Entries from a pointing dataset
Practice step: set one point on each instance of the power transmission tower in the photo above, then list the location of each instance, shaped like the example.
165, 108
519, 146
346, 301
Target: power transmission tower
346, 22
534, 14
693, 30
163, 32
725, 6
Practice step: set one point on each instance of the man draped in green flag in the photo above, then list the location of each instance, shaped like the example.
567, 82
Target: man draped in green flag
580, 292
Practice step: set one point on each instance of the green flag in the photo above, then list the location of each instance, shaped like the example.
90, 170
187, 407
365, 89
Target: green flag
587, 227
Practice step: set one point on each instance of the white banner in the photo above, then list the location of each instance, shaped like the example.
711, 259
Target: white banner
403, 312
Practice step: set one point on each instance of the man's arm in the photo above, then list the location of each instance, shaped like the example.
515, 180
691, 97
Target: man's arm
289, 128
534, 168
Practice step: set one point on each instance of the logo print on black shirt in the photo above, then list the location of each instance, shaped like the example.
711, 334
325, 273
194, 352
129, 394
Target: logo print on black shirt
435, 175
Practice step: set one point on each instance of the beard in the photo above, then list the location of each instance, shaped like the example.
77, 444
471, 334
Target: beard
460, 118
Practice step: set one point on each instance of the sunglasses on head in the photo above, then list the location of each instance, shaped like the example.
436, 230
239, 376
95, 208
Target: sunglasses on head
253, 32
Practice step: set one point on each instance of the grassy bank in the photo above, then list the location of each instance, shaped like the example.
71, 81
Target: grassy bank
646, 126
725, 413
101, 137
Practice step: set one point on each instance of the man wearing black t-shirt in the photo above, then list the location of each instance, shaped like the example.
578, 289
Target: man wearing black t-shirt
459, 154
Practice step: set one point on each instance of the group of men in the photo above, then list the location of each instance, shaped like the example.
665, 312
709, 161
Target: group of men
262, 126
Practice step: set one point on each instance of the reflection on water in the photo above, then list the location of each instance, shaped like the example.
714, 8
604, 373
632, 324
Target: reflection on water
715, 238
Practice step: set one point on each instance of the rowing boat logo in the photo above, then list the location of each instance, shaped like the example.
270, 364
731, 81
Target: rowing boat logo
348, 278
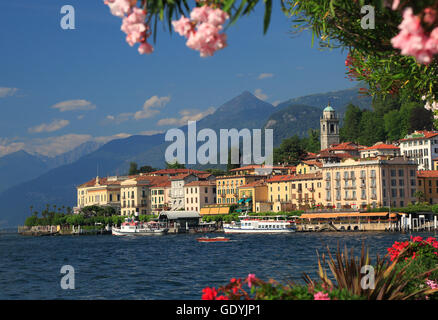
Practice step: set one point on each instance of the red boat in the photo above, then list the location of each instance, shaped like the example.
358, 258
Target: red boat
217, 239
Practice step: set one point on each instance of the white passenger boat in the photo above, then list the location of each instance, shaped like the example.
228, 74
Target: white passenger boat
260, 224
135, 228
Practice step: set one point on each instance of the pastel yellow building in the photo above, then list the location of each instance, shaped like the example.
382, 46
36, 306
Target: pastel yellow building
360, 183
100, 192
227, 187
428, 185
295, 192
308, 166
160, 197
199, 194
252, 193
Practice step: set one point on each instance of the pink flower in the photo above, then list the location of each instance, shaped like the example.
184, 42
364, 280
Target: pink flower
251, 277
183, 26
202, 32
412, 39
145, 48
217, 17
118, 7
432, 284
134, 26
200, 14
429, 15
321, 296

### [Goal]
Give the material again exactly as it is, but keep the pictures out.

### [Output]
Practice step: set one point on each instance of the power transmission tower in the photo above, then list the location of each instance, shaped like the example.
165, 108
519, 146
346, 301
Target: power transmission tower
346, 22
534, 14
693, 30
163, 32
725, 6
Practice step: set one point on each instance of the man draped in green flag in the photo above, then list the location of each instance, shaped like the example.
567, 82
Target: man draped in green flag
580, 292
Practice step: set one point on each instance of the green flag in the photo above, then list the location of each instance, shaped like the example.
90, 170
187, 407
365, 89
Target: green flag
587, 227
Practice step: set one point on each instance of the white banner in the photo above, then list the location of each instance, shaped like the example.
711, 259
Target: white banner
403, 312
Practice step: set one point on each instance of the man's arm in the photo above, then list the location of each instance, shaped like the example.
515, 180
691, 97
Target: man's arm
289, 128
534, 168
Practice step: set one point on each instance of the logo print on black shirt in the photo above, then list the location of each instance, shaped like the example.
711, 334
325, 273
194, 352
129, 394
Target: logo print on black shirt
435, 175
Practice step: set one point on each instance of the beard in the photo above, then list the location of each instance, shaped like the example.
77, 444
471, 334
Target: beard
460, 118
Practice step: set one point on each instance of the sunglasses on head in the photo above, then list the location of each instance, shaped like the example.
436, 230
239, 376
95, 208
Target: sunglasses on head
253, 32
Practice step: set one point on each instance of the grassy bank in the photo above, then list the location of each instance, shaped like the example.
71, 81
Target: grassy bank
646, 126
725, 413
101, 137
Practice step: set one point on each instance of the man wearing black t-shirt in the photo above, then list the location of each instance, shaped like the example.
578, 289
Target: man wearing black t-shirt
459, 154
Practice step: set one point on each instance of the group of men in the photo above, then list the location of each instance, shaped like the example.
665, 312
709, 161
Target: group of men
262, 126
Practice step: set one point on each instance of the reflection on water in the photo above, then list the location of each instance, shaped like the example.
714, 8
604, 373
632, 324
Target: reflection on water
715, 238
Practice step: set one point on each instance of the rowing boat logo in the photo above, then list the location of each instance, shaped like the example.
270, 364
731, 81
Target: rowing boat logo
348, 278
Practice step: set one point on each instance of the red boat in the photo above, then list the location of each instance, shaped like the example.
358, 258
Target: red boat
217, 239
Practice step: set one point on each instance of the white passenger boat in the photo above, then list the location of each instance, shaped like the example.
228, 74
Target: white passenger boat
260, 224
135, 228
Practice step: set one point on each instance of the pastel yellow building in the photo above, then list the location of each instance, shaped like the example.
382, 46
36, 306
Target: pastel yellow building
360, 183
100, 192
227, 187
428, 185
295, 192
308, 166
160, 197
199, 194
252, 193
Practice step: set one point on each instance of the pink flower in the photo above, then list the location of each instance, shaped like the example.
184, 42
364, 280
Target: pink flower
251, 277
183, 26
202, 32
412, 39
145, 48
217, 17
118, 7
432, 284
134, 26
200, 14
429, 15
321, 296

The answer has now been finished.